start SOURCE RECORDS
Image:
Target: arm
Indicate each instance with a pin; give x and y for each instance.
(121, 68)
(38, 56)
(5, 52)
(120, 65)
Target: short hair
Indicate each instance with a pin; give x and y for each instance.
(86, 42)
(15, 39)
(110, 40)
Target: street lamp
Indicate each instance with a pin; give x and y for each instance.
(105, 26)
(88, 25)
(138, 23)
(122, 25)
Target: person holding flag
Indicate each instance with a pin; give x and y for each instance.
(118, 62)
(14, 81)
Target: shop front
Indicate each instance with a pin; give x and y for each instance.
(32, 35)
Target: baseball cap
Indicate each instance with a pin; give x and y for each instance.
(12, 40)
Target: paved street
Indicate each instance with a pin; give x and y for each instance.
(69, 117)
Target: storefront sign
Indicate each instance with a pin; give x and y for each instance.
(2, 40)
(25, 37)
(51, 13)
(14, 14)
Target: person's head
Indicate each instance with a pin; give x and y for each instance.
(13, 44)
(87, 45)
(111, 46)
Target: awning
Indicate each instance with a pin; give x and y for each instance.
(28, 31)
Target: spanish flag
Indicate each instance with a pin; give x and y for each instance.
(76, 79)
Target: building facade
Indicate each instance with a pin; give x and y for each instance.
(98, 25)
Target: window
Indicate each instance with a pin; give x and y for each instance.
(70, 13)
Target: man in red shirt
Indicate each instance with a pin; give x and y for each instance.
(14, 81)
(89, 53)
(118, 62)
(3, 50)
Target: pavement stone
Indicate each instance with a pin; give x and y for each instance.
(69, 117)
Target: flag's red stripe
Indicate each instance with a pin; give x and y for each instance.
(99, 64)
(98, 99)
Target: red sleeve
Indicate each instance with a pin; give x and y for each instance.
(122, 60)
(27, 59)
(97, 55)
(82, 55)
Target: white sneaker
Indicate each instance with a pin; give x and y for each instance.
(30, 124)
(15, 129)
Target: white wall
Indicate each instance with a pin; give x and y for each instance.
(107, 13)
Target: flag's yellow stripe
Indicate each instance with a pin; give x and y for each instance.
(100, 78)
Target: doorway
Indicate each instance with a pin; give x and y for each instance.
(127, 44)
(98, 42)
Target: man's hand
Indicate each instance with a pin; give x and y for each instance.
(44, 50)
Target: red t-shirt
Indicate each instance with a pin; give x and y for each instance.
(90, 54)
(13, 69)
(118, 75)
end SOURCE RECORDS
__AIM__. Please format the records as a Markdown table with the columns Row and Line, starting with the line containing "Target: baseball cap" and going on through the last line of the records. Number each row, put one line in each row, and leave out blank lines.

__CORRECT OUTPUT__.
| Row | Line |
|---|---|
| 1 | Target: baseball cap |
| 2 | Indicate each instance with a pin; give x and y for each instance. |
| 3 | (12, 40) |
| 4 | Target: paved street |
| 5 | Indicate each instance with a pin; give x and y for each instance. |
| 6 | (69, 117) |
| 7 | Target: storefront sign |
| 8 | Indicate each instance with a pin; give x and y for each instance. |
| 9 | (2, 40) |
| 10 | (25, 37) |
| 11 | (51, 13) |
| 12 | (14, 14) |
| 13 | Target: person's head |
| 14 | Indicate each instance with a pin; give x and y for each instance. |
| 15 | (13, 44) |
| 16 | (87, 45) |
| 17 | (111, 46) |
| 18 | Target: awning |
| 19 | Indicate each instance with a pin; give x and y for each instance. |
| 20 | (28, 31) |
| 21 | Target: spanish flag |
| 22 | Indicate each instance with a pin; give x and y for each instance. |
| 23 | (76, 79) |
| 24 | Target: building facade |
| 25 | Indicate each instance with a pin; give x and y for each instance. |
| 26 | (98, 25) |
| 27 | Target: window |
| 28 | Indicate each instance with a pin; give x and y for each instance. |
| 29 | (70, 13) |
| 30 | Target: man in red shirt |
| 31 | Indicate each instance with a pin; give x and y for each instance. |
| 32 | (14, 81) |
| 33 | (89, 53) |
| 34 | (118, 62) |
| 35 | (3, 50) |
| 36 | Target: pavement stone |
| 37 | Indicate each instance with a pin; give x and y for each instance. |
| 38 | (69, 117) |
| 39 | Target: flag's red stripe |
| 40 | Indicate each instance with a pin; give x and y for each instance. |
| 41 | (99, 64) |
| 42 | (98, 99) |
| 43 | Target: red sleeve |
| 44 | Indicate each instance with a pin; give x and y for each instance. |
| 45 | (122, 60) |
| 46 | (27, 59) |
| 47 | (97, 55) |
| 48 | (82, 55) |
| 49 | Target: white sneaker |
| 50 | Indicate each instance with a pin; give x and y for each instance. |
| 51 | (30, 124) |
| 52 | (15, 129) |
| 53 | Target: white wall |
| 54 | Indicate each instance with a pin; give x and y for each instance. |
| 55 | (107, 13) |
| 56 | Target: flag's yellow stripe |
| 57 | Indicate each instance with a pin; give x and y for each instance. |
| 58 | (100, 78) |
| 59 | Target: doorway |
| 60 | Indicate each instance with a pin; give x and y for each instance. |
| 61 | (127, 44) |
| 62 | (98, 42) |
| 63 | Target: man's hand |
| 64 | Indicate each instance with a pin; give x and y for each instance. |
| 65 | (44, 50) |
| 66 | Target: red t-shirt |
| 67 | Indicate each instance with a pin; give x and y for each instance. |
| 68 | (90, 54) |
| 69 | (13, 69) |
| 70 | (118, 75) |